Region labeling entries
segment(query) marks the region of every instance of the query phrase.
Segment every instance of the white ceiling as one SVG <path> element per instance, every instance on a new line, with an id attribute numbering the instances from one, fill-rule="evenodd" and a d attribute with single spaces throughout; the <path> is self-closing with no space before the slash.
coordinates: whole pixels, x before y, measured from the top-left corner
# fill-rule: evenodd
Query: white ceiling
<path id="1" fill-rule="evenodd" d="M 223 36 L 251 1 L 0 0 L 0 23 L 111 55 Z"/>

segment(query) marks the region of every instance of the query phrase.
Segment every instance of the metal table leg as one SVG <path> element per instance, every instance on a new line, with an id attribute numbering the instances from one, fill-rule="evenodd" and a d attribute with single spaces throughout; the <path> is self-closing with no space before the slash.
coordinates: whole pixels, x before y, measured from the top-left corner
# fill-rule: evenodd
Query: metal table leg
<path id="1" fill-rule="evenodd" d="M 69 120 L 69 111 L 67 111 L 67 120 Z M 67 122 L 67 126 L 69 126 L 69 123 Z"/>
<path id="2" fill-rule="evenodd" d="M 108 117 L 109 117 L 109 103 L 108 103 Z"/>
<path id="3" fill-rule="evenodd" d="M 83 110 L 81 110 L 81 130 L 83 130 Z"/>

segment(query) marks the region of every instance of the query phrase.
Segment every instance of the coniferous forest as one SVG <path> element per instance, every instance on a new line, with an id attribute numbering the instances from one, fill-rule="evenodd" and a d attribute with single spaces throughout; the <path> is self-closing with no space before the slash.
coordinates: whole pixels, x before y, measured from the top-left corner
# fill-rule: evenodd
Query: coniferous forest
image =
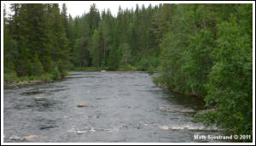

#### Job:
From the start of the entries up to and including the line with "223 36 L 251", swap "white ceiling" for "plaster ceiling" and leave everything else unchanged.

#### Expected output:
segment(query) marks the region of every instance of the query phrase.
Segment every instance of the plaster ceiling as one SVG <path> element per instance, every instance on a new line, with an id attribute numbering the instances from one, fill-rule="evenodd" and a d attribute with single spaces throughout; the <path> is self-closing with no space before the slash.
coordinates: whole pixels, x before y, measured from the top-left corner
# fill-rule: evenodd
Query: plaster ceiling
<path id="1" fill-rule="evenodd" d="M 223 36 L 251 1 L 0 0 L 0 23 L 111 55 Z"/>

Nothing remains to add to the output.